Pity the entrepreneur seeking a bank loan. A Harvard Business School report noted that it takes 25 person-hours to fill out the necessary paperwork, and it can take four to six weeks for the bank to make a decision. At the end of that painful process, the answer is quite likely to be no.
Since the financial crisis, North American banks no longer consider loans under $250,000 to be profitable, according to Steven Uster. As the founder and CEO of Toronto-based FundThrough, Uster aims to help these beleaguered business owners find the financing they need. FundThrough is a marketplace lender, a strictly digital platform that connects prospective borrowers and investors, promising lower rates. It’s one of many Canadian startups in the financial technology (fintech) space deploying low-cost, Internet-only business models to disrupt the way bricks-and-mortar banks operate. Incumbent players have so far had little incentive to change. The biggest sources of customer complaints, such as transaction fees, are also where banks make their biggest profits, after all. But while Canada’s banks are focused on prying customers away from one another, they risk losing important parts of their business to upstart firms. “A bank is always going to be there to hold your money,” Uster says. Fintech firms might do everything else. “You may not go to the bank for much more than deposits.”

▸ **Dataset entries**
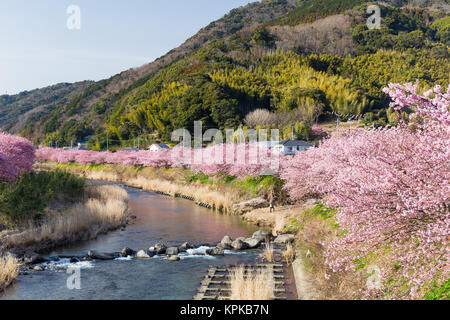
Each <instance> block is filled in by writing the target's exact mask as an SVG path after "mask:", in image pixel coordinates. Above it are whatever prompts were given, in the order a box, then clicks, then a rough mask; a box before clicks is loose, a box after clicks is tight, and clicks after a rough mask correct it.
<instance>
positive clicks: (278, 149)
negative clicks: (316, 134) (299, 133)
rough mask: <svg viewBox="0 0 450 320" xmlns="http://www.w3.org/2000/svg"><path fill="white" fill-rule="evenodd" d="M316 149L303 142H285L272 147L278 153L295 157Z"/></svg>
mask: <svg viewBox="0 0 450 320" xmlns="http://www.w3.org/2000/svg"><path fill="white" fill-rule="evenodd" d="M312 147H314V146H313V145H312V144H311V143H308V142H306V141H302V140H284V141H280V142H278V143H276V144H273V145H272V148H273V149H274V150H275V151H277V152H278V153H284V154H286V155H294V154H295V153H296V152H301V151H306V150H308V149H309V148H312Z"/></svg>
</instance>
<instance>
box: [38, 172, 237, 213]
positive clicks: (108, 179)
mask: <svg viewBox="0 0 450 320" xmlns="http://www.w3.org/2000/svg"><path fill="white" fill-rule="evenodd" d="M38 167H39V168H41V169H44V170H52V169H53V168H54V167H55V165H52V164H46V163H43V164H39V166H38ZM60 169H64V170H67V171H70V172H72V173H75V174H78V175H81V176H84V177H85V178H87V179H91V180H102V181H110V182H121V183H124V184H126V185H129V186H133V187H138V188H142V189H144V190H147V191H153V192H163V193H167V194H170V195H172V196H184V197H189V198H192V199H193V200H195V201H196V202H200V203H205V204H207V205H209V206H211V207H212V208H213V209H215V210H218V211H222V212H225V213H226V212H230V211H231V207H232V205H233V203H235V202H237V201H238V200H239V199H240V198H241V196H242V192H241V191H240V190H237V189H232V188H227V187H224V186H218V185H201V184H186V183H185V180H186V178H187V177H189V174H190V173H189V171H188V170H184V169H165V168H150V167H148V168H142V169H139V170H136V169H135V168H133V167H123V166H117V165H107V164H106V165H102V167H101V169H95V170H94V169H92V170H88V169H86V167H84V166H82V165H78V166H62V167H61V168H60Z"/></svg>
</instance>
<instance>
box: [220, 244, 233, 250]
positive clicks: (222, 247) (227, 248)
mask: <svg viewBox="0 0 450 320" xmlns="http://www.w3.org/2000/svg"><path fill="white" fill-rule="evenodd" d="M217 247H218V248H220V249H224V250H231V249H233V247H232V246H231V245H227V244H223V243H222V242H221V243H219V244H218V245H217Z"/></svg>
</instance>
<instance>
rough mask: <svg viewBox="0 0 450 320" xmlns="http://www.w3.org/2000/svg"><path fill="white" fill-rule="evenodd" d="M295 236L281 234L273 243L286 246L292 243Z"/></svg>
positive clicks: (291, 234) (293, 240)
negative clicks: (280, 243) (276, 243)
mask: <svg viewBox="0 0 450 320" xmlns="http://www.w3.org/2000/svg"><path fill="white" fill-rule="evenodd" d="M294 239H295V236H294V235H293V234H282V235H279V236H278V237H276V238H275V240H274V242H275V243H281V244H287V243H291V242H293V241H294Z"/></svg>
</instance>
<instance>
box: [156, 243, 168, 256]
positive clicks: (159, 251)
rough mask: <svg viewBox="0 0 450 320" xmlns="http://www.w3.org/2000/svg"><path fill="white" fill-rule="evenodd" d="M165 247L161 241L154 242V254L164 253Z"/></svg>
mask: <svg viewBox="0 0 450 320" xmlns="http://www.w3.org/2000/svg"><path fill="white" fill-rule="evenodd" d="M166 250H167V247H166V246H165V245H163V244H161V243H157V244H155V251H156V254H164V253H166Z"/></svg>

▸ **Exercise**
Continue the piece on Canadian fintech startups and small-business lending, starting right after its final quotation.

▸ **Answer**
Fintech ventures attracted $12.21 billion in investments in 2014, according to Accenture, a management consultancy. Canadian startups have been particularly active, staking claims to every function of traditional banking, from personal lending (Borrowell) to payments (Payfirma) to investment portfolio management (Wealthsimple).
Vancouver’s Koho, set to launch in August, is targeting retail banking. “We issue you a card, a web app and a mobile app, and effectively this account does everything you could do with your regular bank account,” explains co-founder and CEO Daniel Eberhard. “On top of that, we strip away all the fees.” Instead of charging the customer, Koho plans to make money with a cut of the interchange fees merchants disburse when processing payment cards. Deposits will be held by a federal financial institution, meaning that Koho isn’t a bank but a new service layer atop existing infrastructure.
Koho is aimed primarily at generation Y, a demographic with little patience for the delays and high fees of traditional financial institutions. A Google consumer survey last year found that Canadian millennials were more likely to switch banks (22%, compared with 14% for the general population), and 47% would switch for a better mobile experience. “With a lot of the ways banks have traditionally embraced the relationship-management side of business, they just can’t reach these younger kids,” says David Unsworth, co-founder at Information Venture Partners, a Toronto fund specializing in fintech. “They have a high distrust for big banks, and they don’t like the user experience.”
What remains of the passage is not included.